● How to complete this task:
Output exactly the lines that run from the line with "Query: older man in navy suit" to the end of the material, both ends included, and no other lines.

● Source material:
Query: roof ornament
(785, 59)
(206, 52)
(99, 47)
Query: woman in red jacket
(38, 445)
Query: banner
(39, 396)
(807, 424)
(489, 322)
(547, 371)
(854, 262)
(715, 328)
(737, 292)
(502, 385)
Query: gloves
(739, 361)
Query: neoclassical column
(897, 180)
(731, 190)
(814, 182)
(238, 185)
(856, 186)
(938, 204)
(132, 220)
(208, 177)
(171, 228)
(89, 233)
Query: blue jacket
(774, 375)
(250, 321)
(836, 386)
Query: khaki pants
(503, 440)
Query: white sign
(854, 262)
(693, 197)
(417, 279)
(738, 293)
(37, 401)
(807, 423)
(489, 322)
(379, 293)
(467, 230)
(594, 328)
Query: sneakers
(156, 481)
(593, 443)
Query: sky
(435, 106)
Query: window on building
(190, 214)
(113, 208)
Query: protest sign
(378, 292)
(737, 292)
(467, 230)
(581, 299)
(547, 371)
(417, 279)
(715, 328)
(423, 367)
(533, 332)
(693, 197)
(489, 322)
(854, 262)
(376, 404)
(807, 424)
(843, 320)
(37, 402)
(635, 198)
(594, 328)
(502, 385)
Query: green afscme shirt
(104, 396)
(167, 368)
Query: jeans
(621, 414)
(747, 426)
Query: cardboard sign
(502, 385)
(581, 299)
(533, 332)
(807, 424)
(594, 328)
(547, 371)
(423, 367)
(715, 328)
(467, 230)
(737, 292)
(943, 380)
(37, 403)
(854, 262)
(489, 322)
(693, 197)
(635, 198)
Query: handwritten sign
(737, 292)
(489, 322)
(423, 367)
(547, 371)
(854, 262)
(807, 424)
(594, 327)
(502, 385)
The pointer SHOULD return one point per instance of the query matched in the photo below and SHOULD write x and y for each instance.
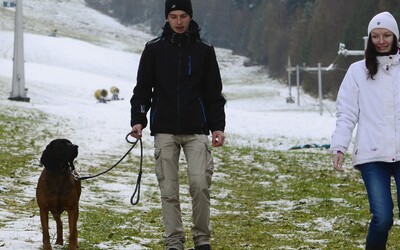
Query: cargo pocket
(159, 167)
(210, 165)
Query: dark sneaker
(203, 247)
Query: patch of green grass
(261, 199)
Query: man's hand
(338, 160)
(137, 131)
(218, 138)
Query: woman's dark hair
(370, 55)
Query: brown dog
(58, 191)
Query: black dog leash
(138, 182)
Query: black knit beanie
(185, 5)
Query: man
(179, 80)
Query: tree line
(268, 32)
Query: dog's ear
(49, 157)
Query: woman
(369, 97)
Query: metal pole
(298, 84)
(320, 88)
(289, 79)
(18, 92)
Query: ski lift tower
(18, 91)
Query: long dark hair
(370, 55)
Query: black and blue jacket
(179, 81)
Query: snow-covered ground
(93, 51)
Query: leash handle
(139, 179)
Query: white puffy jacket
(372, 105)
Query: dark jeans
(377, 180)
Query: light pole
(18, 91)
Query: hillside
(268, 31)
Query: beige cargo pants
(199, 169)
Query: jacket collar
(388, 60)
(181, 40)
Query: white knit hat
(384, 20)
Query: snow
(95, 52)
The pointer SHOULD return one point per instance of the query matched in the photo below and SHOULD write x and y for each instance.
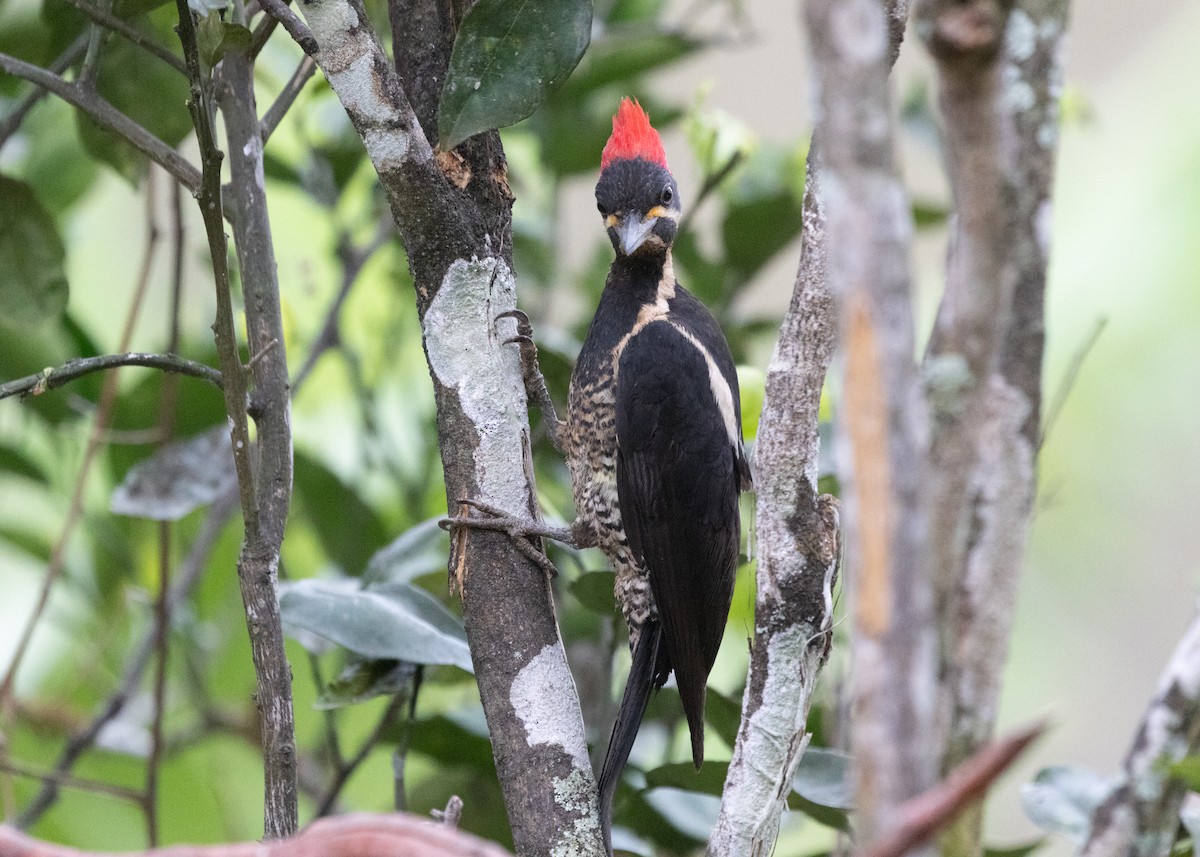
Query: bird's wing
(677, 479)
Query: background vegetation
(366, 460)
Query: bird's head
(636, 195)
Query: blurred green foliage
(367, 471)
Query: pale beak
(633, 232)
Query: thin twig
(1069, 377)
(49, 378)
(71, 781)
(925, 814)
(348, 835)
(712, 181)
(65, 60)
(109, 21)
(292, 23)
(345, 771)
(103, 412)
(190, 573)
(287, 96)
(107, 118)
(353, 261)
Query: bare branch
(882, 415)
(1000, 73)
(348, 835)
(65, 60)
(111, 22)
(292, 89)
(798, 540)
(1140, 816)
(281, 12)
(459, 246)
(797, 537)
(924, 815)
(108, 118)
(51, 378)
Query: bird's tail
(629, 718)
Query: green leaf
(753, 389)
(1187, 771)
(179, 478)
(508, 57)
(363, 679)
(1062, 798)
(395, 621)
(16, 463)
(1023, 850)
(594, 591)
(348, 528)
(724, 714)
(214, 36)
(417, 551)
(33, 285)
(823, 778)
(147, 90)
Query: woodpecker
(653, 442)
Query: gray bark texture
(1000, 69)
(454, 215)
(1141, 815)
(882, 423)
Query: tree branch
(348, 835)
(798, 557)
(1140, 817)
(287, 96)
(1000, 73)
(281, 12)
(258, 563)
(111, 22)
(460, 251)
(922, 816)
(65, 60)
(51, 378)
(882, 418)
(108, 118)
(798, 546)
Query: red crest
(633, 136)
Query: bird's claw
(521, 531)
(525, 328)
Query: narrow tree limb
(258, 564)
(108, 118)
(882, 421)
(291, 22)
(798, 540)
(459, 243)
(1140, 817)
(1000, 75)
(348, 835)
(111, 22)
(798, 556)
(287, 97)
(922, 816)
(17, 115)
(72, 370)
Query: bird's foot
(521, 529)
(531, 372)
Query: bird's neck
(645, 279)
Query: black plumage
(654, 445)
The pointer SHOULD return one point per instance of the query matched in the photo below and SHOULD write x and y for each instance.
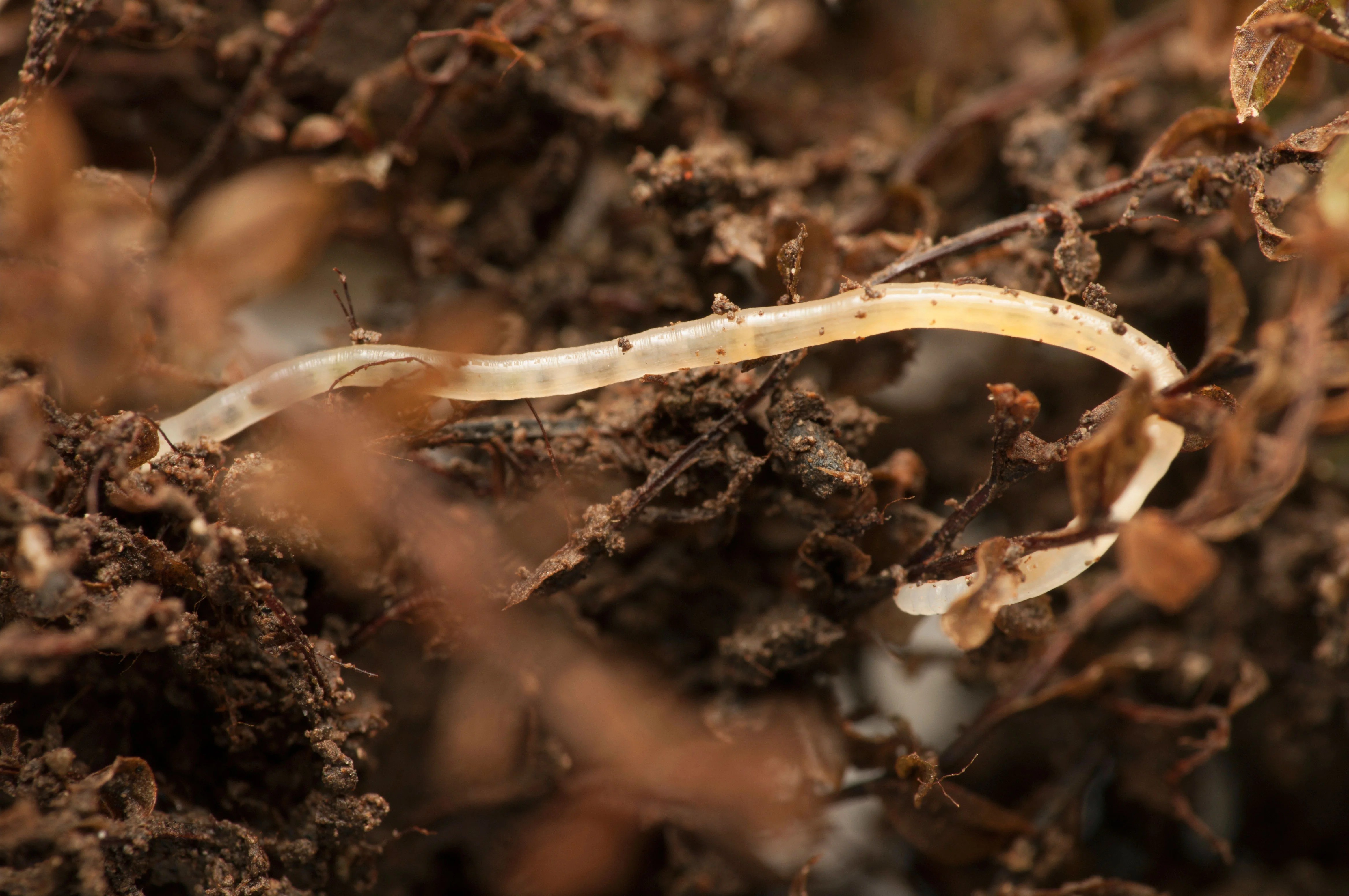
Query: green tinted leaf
(1260, 65)
(1333, 193)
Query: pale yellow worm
(754, 333)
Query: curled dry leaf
(1317, 139)
(1101, 467)
(42, 176)
(1228, 307)
(1262, 64)
(969, 621)
(1277, 243)
(1165, 563)
(1308, 33)
(251, 234)
(126, 789)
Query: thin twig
(1020, 695)
(260, 81)
(552, 459)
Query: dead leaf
(21, 427)
(1166, 565)
(249, 235)
(1227, 301)
(1100, 469)
(126, 789)
(954, 833)
(1333, 192)
(738, 237)
(1308, 33)
(1317, 139)
(1260, 65)
(42, 176)
(969, 620)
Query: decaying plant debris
(620, 643)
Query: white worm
(754, 333)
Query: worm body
(754, 333)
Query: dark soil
(628, 641)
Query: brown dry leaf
(1251, 471)
(1333, 192)
(21, 428)
(1277, 243)
(961, 830)
(969, 621)
(1308, 33)
(41, 177)
(1317, 139)
(249, 235)
(1195, 123)
(1165, 563)
(1101, 467)
(1228, 307)
(1260, 65)
(316, 131)
(126, 789)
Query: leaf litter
(606, 644)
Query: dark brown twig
(1014, 415)
(1022, 694)
(602, 523)
(290, 628)
(260, 81)
(552, 459)
(1012, 98)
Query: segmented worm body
(725, 339)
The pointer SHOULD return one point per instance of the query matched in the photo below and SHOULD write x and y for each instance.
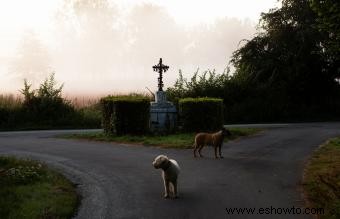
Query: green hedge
(125, 115)
(201, 114)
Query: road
(118, 181)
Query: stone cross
(160, 68)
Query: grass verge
(28, 189)
(321, 181)
(180, 140)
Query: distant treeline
(289, 71)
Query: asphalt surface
(118, 181)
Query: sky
(98, 47)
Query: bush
(125, 115)
(201, 114)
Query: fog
(98, 47)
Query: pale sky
(111, 48)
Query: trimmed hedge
(125, 115)
(201, 114)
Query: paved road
(118, 181)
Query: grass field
(322, 179)
(180, 140)
(29, 189)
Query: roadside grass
(322, 179)
(179, 140)
(28, 189)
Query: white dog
(170, 173)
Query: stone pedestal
(163, 114)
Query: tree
(284, 60)
(328, 22)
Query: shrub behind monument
(201, 114)
(125, 115)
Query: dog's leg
(215, 152)
(174, 184)
(219, 149)
(199, 150)
(195, 145)
(166, 188)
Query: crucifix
(160, 68)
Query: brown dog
(213, 139)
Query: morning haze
(100, 47)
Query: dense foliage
(201, 114)
(45, 108)
(125, 115)
(287, 72)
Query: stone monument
(163, 114)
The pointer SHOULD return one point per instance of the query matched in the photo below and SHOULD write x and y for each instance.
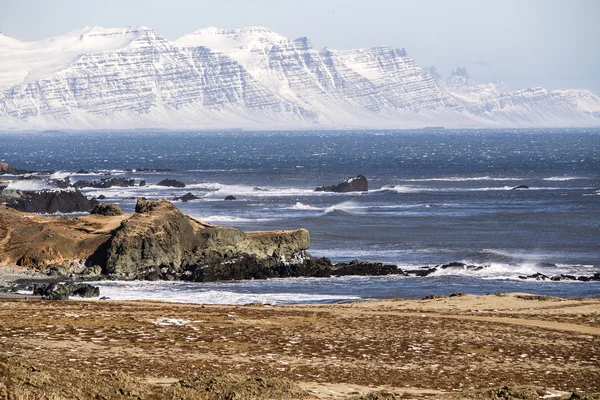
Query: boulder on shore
(354, 184)
(186, 197)
(52, 201)
(108, 210)
(64, 291)
(106, 183)
(6, 168)
(171, 183)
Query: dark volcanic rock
(106, 183)
(187, 197)
(355, 184)
(365, 268)
(108, 210)
(537, 276)
(64, 291)
(61, 183)
(48, 201)
(171, 183)
(6, 168)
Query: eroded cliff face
(157, 236)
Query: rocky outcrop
(108, 210)
(186, 197)
(6, 168)
(354, 184)
(159, 235)
(52, 201)
(171, 183)
(64, 291)
(106, 183)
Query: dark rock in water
(433, 297)
(356, 267)
(108, 210)
(61, 183)
(545, 265)
(149, 170)
(537, 276)
(460, 265)
(355, 184)
(49, 201)
(144, 206)
(6, 168)
(171, 183)
(187, 197)
(421, 272)
(563, 277)
(64, 291)
(106, 183)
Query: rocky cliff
(255, 78)
(157, 236)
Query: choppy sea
(434, 197)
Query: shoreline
(446, 348)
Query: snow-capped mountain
(252, 78)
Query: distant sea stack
(354, 184)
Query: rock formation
(354, 184)
(158, 235)
(108, 210)
(171, 183)
(106, 183)
(52, 201)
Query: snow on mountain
(252, 77)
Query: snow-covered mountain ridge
(252, 78)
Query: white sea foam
(302, 206)
(563, 178)
(206, 294)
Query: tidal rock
(6, 168)
(49, 201)
(186, 197)
(108, 210)
(159, 235)
(356, 267)
(537, 276)
(171, 183)
(64, 291)
(61, 183)
(106, 183)
(355, 184)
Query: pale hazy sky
(549, 43)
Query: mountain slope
(254, 78)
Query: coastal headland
(498, 346)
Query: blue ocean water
(434, 196)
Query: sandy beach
(454, 347)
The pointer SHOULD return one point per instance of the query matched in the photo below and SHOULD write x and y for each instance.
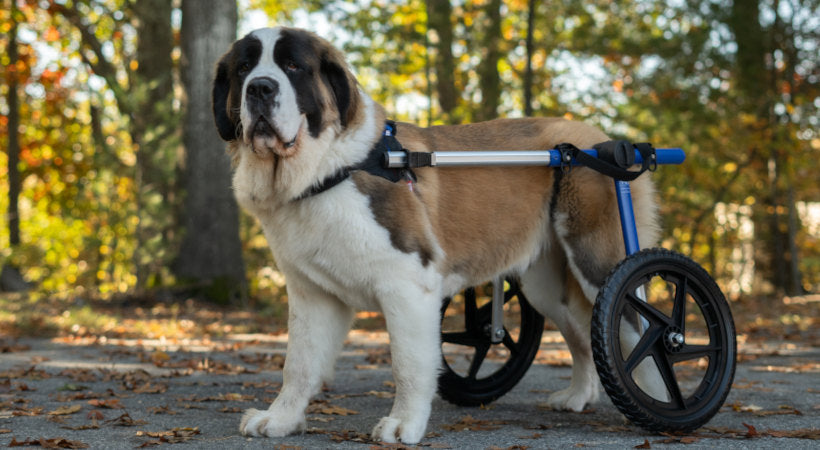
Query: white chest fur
(331, 240)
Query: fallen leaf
(750, 431)
(72, 387)
(65, 410)
(471, 424)
(125, 420)
(149, 388)
(94, 415)
(90, 426)
(173, 436)
(161, 410)
(48, 443)
(108, 404)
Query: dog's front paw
(573, 398)
(391, 429)
(270, 423)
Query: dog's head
(278, 86)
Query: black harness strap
(373, 165)
(614, 158)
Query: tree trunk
(211, 253)
(489, 79)
(10, 277)
(528, 74)
(439, 14)
(13, 102)
(152, 122)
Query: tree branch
(102, 66)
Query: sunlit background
(100, 199)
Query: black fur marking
(296, 54)
(227, 90)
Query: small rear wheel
(476, 371)
(660, 314)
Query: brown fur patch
(400, 212)
(486, 219)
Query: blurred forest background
(114, 183)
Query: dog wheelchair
(683, 321)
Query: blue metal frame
(552, 158)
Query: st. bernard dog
(296, 117)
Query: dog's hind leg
(415, 347)
(553, 292)
(317, 326)
(585, 220)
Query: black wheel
(660, 313)
(477, 372)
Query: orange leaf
(52, 34)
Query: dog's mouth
(265, 139)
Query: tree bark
(211, 253)
(528, 74)
(10, 277)
(439, 14)
(489, 79)
(13, 102)
(152, 123)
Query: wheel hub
(673, 339)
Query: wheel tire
(663, 341)
(469, 389)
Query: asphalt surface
(127, 394)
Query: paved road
(126, 394)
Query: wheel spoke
(669, 378)
(478, 358)
(689, 352)
(511, 345)
(642, 349)
(679, 308)
(648, 311)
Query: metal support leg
(630, 232)
(497, 324)
(628, 226)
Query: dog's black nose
(263, 88)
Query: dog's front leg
(415, 347)
(317, 325)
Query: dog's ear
(219, 96)
(343, 85)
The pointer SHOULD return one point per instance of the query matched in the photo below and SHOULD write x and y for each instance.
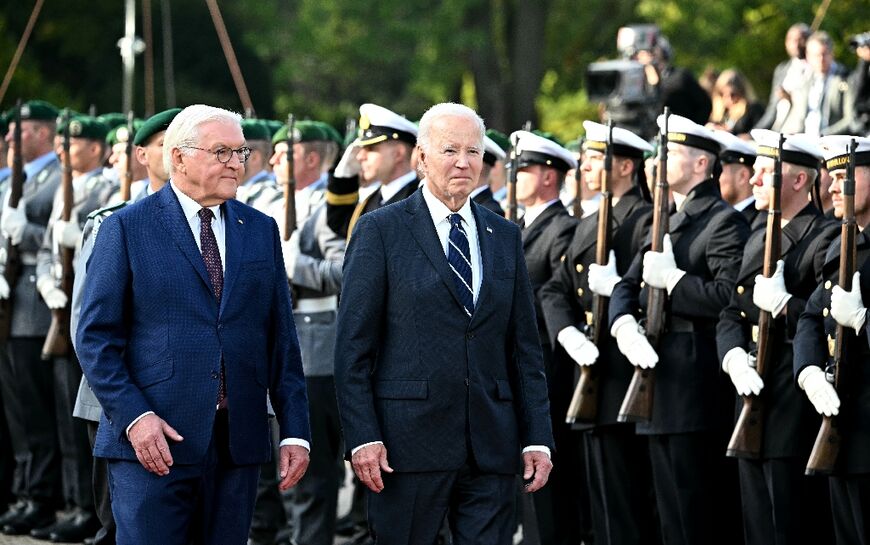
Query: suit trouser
(204, 504)
(620, 484)
(850, 503)
(313, 502)
(781, 505)
(411, 508)
(76, 457)
(28, 395)
(102, 496)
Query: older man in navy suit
(185, 324)
(438, 368)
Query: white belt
(317, 304)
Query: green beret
(303, 131)
(499, 138)
(113, 119)
(83, 126)
(255, 129)
(156, 123)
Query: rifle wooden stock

● Expected output:
Query: older man in navy suit
(185, 324)
(438, 368)
Query: white belt
(317, 304)
Query: green beret
(303, 131)
(499, 138)
(113, 119)
(83, 126)
(255, 129)
(156, 123)
Query: rifle wooden stock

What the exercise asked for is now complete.